→ Directions
Send back all the data below, exactly as given.

Records from a data collection:
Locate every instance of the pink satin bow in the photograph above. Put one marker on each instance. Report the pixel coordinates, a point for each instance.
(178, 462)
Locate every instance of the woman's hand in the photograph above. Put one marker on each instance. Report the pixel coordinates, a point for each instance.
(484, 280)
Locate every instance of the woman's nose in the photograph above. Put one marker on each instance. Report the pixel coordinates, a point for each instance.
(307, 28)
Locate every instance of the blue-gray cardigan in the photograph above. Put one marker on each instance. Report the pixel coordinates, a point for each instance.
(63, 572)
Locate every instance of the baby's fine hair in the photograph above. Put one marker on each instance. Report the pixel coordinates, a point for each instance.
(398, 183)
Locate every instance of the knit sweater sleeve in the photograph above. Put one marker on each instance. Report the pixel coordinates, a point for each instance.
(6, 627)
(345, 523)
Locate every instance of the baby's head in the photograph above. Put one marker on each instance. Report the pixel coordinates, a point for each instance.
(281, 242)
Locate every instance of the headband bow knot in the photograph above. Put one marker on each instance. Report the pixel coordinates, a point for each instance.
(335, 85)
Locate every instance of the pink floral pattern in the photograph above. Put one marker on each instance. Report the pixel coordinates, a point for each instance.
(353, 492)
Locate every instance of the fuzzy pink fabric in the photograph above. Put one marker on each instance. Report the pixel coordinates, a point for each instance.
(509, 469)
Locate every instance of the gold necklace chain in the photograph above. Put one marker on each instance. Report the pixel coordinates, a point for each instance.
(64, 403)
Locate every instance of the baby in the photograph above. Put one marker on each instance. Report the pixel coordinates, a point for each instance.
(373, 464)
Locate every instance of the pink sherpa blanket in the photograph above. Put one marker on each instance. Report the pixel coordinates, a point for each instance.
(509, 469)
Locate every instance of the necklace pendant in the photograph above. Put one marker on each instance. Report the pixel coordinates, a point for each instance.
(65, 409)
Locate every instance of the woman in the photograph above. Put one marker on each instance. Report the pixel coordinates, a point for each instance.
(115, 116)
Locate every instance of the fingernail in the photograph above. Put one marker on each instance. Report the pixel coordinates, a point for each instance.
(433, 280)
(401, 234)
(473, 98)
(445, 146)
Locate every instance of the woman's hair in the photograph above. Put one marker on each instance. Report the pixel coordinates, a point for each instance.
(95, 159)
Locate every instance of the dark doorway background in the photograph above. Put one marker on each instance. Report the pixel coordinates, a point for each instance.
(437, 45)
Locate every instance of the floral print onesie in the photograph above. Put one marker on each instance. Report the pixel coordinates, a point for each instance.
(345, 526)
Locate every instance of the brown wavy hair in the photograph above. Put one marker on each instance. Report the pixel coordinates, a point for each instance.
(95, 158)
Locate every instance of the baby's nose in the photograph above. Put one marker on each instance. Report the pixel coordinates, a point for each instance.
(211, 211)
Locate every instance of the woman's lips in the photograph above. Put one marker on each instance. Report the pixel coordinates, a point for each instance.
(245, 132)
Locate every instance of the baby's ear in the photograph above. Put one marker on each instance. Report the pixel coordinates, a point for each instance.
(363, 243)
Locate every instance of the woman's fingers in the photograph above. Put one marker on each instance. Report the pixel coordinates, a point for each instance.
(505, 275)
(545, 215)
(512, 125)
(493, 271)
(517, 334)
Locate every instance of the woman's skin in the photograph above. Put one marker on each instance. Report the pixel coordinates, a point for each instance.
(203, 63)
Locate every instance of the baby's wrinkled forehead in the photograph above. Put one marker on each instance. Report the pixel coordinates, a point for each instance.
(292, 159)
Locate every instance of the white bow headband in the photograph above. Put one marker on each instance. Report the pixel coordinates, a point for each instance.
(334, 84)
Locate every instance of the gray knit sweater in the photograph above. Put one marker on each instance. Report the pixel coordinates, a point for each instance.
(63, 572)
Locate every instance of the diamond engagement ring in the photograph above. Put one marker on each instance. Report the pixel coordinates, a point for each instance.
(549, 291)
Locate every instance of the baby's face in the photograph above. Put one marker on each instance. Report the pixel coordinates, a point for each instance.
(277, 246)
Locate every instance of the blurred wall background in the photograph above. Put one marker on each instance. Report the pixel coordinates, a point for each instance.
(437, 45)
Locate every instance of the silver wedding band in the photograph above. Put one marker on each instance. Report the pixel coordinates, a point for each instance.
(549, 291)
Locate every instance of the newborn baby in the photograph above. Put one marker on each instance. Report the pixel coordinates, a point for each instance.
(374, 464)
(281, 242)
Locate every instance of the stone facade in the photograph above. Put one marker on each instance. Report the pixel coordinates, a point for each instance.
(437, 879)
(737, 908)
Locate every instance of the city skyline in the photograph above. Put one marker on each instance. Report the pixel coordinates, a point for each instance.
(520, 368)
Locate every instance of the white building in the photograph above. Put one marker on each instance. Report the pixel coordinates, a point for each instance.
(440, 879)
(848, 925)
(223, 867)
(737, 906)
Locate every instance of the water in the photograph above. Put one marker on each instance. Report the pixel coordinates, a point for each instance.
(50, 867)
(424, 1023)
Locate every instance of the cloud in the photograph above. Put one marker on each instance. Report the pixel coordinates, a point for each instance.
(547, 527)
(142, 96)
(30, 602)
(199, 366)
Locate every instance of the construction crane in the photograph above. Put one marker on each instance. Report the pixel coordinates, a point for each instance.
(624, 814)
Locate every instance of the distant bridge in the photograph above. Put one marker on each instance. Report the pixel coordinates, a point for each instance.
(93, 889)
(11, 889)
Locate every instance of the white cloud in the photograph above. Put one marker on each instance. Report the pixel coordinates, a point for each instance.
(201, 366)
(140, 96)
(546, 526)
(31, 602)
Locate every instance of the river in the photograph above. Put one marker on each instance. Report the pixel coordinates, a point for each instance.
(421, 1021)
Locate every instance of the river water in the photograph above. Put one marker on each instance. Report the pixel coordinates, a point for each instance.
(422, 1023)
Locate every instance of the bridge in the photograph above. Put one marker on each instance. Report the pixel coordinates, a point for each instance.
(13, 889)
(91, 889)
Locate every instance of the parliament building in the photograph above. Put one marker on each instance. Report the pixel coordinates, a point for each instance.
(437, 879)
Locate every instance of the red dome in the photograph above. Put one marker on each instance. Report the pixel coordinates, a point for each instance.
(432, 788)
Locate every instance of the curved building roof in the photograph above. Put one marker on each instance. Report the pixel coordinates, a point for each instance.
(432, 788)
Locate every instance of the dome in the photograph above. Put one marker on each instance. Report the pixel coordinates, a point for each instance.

→ Result of the exercise
Locate every instance of the pink satin bow in the photograph above. Put one marker on each instance. Report the pixel coordinates, a point for each instance.
(178, 462)
Locate every instance of the woman's hand in the photograph above. Put one marker on each instance. Report the pixel coordinates, a point for each instance.
(484, 280)
Locate every instance of the woman's nose in the photograph above. Put one marker on each instance. Report the pixel coordinates, a point for each instance.
(307, 28)
Locate every instance of the blue-gray cardigan in the photograph above. Put one marker on each instance. Report the pixel coordinates, a point for each instance.
(63, 572)
Locate every instance of the baby's fine hair in the photograph above. Put one marker on each instance. Report the pixel coordinates, a point for each instance.
(398, 183)
Locate every instance of the knit sweater sleeve in the photograph above. Put one marker on each instance. Report the pixel coordinates, a point for each instance.
(6, 627)
(345, 523)
Locate every instance of the baby's head in the photograph above. Put one marker on each instance. Report the pixel coordinates, a point for each instance.
(281, 242)
Locate every instance of the headband bow knot in the photograph above. Put one marker on each instance. Report the pixel coordinates, a point for each instance.
(335, 85)
Locate every instance of the pink floral pattern in the photograph above. Put one marker on each instance. Report the pixel coordinates, a point for each instance.
(353, 492)
Locate every instance of the fuzzy pink fabric in the photograph above. Put one marker on each instance. Report the pixel coordinates, a point for each instance.
(509, 469)
Locate every instance of the gold necklace chain in the photograph above. Put one marker on each instance. Report the pixel coordinates, a point for each instance.
(64, 403)
Locate every instance of the baby in the photograph above. Put one marker on each instance. Report the pixel coordinates, a point for each instance.
(373, 464)
Locate every instance of the pink sherpa blanket in the photograph above. Put one marker on each instance. Report the pixel coordinates, a point for each instance.
(509, 469)
Locate every instance of the necklace pendant in the photograph above. Put one marker on each instance. Report the pixel coordinates, a point for each instance.
(65, 409)
Locate every instance of the woman in the photograph above. Put one marker on each instance. Report the pixel coordinates, a point for each instance.
(115, 116)
Locate every instance of the fingernail in the photograph above. Put one marker on each instance. Report the pixel coordinates, a point for each instance.
(433, 280)
(401, 234)
(473, 98)
(445, 146)
Locate every instance of the woman's hair in the photograph above. Put one marker on each instance. Report the pixel coordinates, a point for each instance.
(95, 159)
Locate every instance of the dark doorway background in the photograph above. Put one marker on each instance. Report the pixel coordinates, a point for each instance.
(437, 45)
Locate every instance of the floral print onesie in the photograph above. Put one marker on each instance. Report the pixel coordinates, a point for each instance.
(345, 526)
Locate every instance of the brown wavy hair in the photograph above. Put one marker on each instance. Report the pixel coordinates, a point for each instance.
(95, 158)
Locate every instance of the baby's nose in the photograph above. Put one marker on each instance. Report the pixel coordinates, a point for each instance.
(211, 211)
Locate every instance of the woman's lips in the photograph above. Put one marker on each instance. Report the pixel coordinates, a point for each instance.
(245, 132)
Locate every instance of the baby's ear in the photograph above. Put one marker on each instance. Report the pixel coordinates, a point for each instance.
(363, 243)
Locate every instance of the woman's fingers in the photograph above. Put one marker on each instance. Report the pixel coordinates, a point for each instance.
(505, 275)
(545, 215)
(512, 125)
(493, 271)
(517, 334)
Locate every instance of the woman's skin in the photograph above. Put one marker on each instance. Report the pixel coordinates, a point for each instance.
(203, 63)
Locate every instance of the baby's wrinkled forehead in the photograph above. Put one marker on each instance. Report the pixel coordinates, a point for each instance.
(292, 159)
Locate every instance of the white bow headband in the photograph above. Put one marker on each instance. Report the pixel coordinates, a point for each instance.
(334, 84)
Locate every instance of the gray knit sweater in the photograph above. Put one marker on each instance. Report the pixel coordinates, a point for each instance.
(63, 572)
Locate every instance of the diamond engagement ring in the photograph above. Put one marker on each instance. Report the pixel coordinates, a point for each instance.
(549, 291)
Locate every instance of the baby's face in the photograph above. Put one marker on each instance. Report the pixel coordinates, a point for each instance.
(277, 246)
Locate every instance of the blurred wall background in the photograph above. Put one marker on each instance. Report the pixel coordinates, a point for each instance.
(437, 45)
Locate every instance of the silver wedding band in the photograph above. Put one marker on each instance. Report the pixel coordinates, a point for each instance.
(549, 291)
Locate every instance of the newborn baby in the photograph above. Put one marker on each instance. Report the pixel coordinates, a point for each instance.
(374, 464)
(281, 242)
Locate every instance of the stone facade in the photograph above. Put one marker on each instance. Report the pixel coordinates, a point for each instance.
(437, 879)
(737, 908)
Locate every instance of the city skyline in the photograph above. Put one marker on each instance. Report the pixel coordinates, a point for each instance.
(520, 368)
Locate every instance of the white building in the photograph above. Put one marker on each instance. Report the pixel coordinates, a point for each instance.
(440, 879)
(848, 925)
(223, 867)
(737, 906)
Locate every instance of the water in the photograph above. Put one marker on each instance. Report the pixel coordinates, a point for each instance.
(50, 867)
(424, 1023)
Locate every instance of the cloud in the photograph above. Put one marker on each instance. Report the pixel coordinates, a point for each instance.
(547, 527)
(142, 96)
(30, 602)
(199, 366)
Locate every instance of the construction crane in the photograph above. Put one marker on each instance. Report the pixel coordinates, a point for each instance.
(624, 814)
Locate every instance of the distant bridge in the photograph above. Put one marker on each instance. Report the pixel coordinates, a point for each instance.
(93, 889)
(11, 889)
Locate every instance of the white cloud in the photograph above. Put one marker on each instance. Report the pixel coordinates, a point for each instance.
(201, 366)
(140, 96)
(546, 526)
(31, 602)
Locate every instance of the river in the photograph above. Put one marker on each instance. Report the pixel coordinates, a point for each instance.
(421, 1021)
Locate every instance of the river water in the photograph above. Put one marker on each instance. Report the pixel coordinates, a point for each instance.
(422, 1023)
Locate every instance of the bridge in the photograph above. Put one marker on each instance. Report the pixel coordinates, a point for each instance.
(13, 889)
(91, 889)
Locate every instance of the parliament building in the photograph above. Put one marker on each instance. Report the pixel coordinates, a point for each instance.
(437, 879)
Locate every instance of the red dome in the photograph above. Put one marker on each instance. Report the pixel coordinates, a point for each instance.
(432, 788)
Locate every instance of the curved building roof in the photograph above. Put one marker on each instance. Report the pixel coordinates, a point for each instance.
(432, 788)
Locate every instance of the dome in the photograph above. Put one marker on each instance. Report the pixel coordinates, a point for each instance.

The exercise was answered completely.